Select each line of the records below that contains the word "hanging", and copy those lines out in full.

[Begin RECORDS SUPPLIED]

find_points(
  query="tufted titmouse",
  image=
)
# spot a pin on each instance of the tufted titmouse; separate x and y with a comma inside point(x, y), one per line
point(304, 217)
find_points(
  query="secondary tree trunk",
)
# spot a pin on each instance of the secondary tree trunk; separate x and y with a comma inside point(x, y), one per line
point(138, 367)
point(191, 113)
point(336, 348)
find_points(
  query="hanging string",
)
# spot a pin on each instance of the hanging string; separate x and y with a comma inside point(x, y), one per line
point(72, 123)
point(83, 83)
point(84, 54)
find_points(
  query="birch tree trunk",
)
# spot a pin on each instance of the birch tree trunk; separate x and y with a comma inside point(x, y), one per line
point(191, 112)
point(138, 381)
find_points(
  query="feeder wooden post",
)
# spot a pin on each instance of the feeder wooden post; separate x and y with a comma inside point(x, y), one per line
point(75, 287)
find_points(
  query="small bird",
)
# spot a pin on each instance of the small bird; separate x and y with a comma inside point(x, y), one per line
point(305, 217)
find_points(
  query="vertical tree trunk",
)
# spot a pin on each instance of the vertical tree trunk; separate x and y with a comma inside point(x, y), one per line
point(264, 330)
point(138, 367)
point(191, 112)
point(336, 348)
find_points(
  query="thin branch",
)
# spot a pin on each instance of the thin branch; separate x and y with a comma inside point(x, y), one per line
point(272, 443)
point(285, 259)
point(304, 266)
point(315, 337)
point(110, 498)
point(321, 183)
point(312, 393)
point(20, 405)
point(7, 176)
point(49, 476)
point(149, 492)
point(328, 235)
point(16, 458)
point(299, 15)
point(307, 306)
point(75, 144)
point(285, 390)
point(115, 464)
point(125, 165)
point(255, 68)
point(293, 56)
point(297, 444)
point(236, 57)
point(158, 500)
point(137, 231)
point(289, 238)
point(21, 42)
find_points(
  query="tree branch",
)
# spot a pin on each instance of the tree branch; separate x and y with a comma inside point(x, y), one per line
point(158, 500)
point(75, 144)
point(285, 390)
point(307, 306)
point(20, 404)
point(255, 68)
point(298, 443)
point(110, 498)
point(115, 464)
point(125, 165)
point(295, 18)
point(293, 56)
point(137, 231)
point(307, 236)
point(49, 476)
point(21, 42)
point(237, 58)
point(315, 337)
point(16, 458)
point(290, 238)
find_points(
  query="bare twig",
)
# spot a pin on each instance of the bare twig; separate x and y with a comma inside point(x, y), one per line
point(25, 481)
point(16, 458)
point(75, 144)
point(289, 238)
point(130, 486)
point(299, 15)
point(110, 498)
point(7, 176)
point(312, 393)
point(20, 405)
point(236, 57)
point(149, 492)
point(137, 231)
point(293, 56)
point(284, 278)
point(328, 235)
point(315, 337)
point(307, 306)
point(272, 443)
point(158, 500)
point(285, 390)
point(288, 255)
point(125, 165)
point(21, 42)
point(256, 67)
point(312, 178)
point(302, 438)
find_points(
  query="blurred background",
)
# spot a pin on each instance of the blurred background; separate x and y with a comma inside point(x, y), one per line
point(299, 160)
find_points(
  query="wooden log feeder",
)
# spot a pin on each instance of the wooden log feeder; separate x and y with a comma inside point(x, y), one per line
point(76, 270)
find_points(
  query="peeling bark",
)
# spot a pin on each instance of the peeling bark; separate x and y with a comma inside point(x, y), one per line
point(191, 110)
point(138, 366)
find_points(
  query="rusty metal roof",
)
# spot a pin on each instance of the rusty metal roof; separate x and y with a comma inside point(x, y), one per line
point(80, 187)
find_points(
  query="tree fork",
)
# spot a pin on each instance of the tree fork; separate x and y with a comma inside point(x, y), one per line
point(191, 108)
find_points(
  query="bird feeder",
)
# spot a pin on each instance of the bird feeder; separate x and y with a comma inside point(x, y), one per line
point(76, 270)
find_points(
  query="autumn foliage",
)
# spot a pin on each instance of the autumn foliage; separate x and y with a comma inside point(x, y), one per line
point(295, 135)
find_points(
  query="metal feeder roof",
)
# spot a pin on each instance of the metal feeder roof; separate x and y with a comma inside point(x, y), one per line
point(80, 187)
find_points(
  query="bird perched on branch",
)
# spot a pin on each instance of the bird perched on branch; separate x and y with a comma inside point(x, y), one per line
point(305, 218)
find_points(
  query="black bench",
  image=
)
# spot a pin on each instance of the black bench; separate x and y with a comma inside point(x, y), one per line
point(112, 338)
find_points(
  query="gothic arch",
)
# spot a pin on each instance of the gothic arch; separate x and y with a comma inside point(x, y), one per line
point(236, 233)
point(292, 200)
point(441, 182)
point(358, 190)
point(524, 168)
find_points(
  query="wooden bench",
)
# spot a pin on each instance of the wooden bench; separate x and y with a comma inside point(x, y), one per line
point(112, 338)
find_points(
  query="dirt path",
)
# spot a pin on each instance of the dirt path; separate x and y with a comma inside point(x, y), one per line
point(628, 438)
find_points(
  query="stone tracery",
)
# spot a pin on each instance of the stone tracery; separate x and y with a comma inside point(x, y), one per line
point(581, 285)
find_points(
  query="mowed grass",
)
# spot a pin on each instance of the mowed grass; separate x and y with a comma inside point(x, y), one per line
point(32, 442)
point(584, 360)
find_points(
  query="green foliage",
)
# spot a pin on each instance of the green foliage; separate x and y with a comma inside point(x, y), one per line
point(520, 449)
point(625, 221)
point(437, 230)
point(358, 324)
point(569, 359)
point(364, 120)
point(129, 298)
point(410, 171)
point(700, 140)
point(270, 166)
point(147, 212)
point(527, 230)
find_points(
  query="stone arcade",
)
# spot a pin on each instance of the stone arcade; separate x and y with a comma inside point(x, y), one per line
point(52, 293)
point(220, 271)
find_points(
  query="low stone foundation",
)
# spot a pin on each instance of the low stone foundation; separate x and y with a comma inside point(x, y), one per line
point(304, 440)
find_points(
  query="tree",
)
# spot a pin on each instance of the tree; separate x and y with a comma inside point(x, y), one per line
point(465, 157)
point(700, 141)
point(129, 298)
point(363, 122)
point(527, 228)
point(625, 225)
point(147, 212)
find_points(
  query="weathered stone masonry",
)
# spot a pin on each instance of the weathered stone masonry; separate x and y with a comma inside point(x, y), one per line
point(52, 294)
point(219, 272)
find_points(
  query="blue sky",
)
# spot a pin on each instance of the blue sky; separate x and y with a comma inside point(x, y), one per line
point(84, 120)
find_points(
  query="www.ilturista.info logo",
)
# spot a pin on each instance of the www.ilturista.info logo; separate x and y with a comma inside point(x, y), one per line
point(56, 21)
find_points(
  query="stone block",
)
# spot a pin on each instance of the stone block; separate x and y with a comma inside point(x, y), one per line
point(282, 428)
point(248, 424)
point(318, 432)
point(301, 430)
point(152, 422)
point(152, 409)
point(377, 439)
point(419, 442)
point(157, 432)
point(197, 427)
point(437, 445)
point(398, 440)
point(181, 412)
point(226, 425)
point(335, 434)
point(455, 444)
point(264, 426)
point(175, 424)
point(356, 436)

[End RECORDS SUPPLIED]

### EXERCISE ANSWER
  query="hanging string",
# spot a pin on each instance of the hanging string; separate x and y with a comma inside point(x, y), one per line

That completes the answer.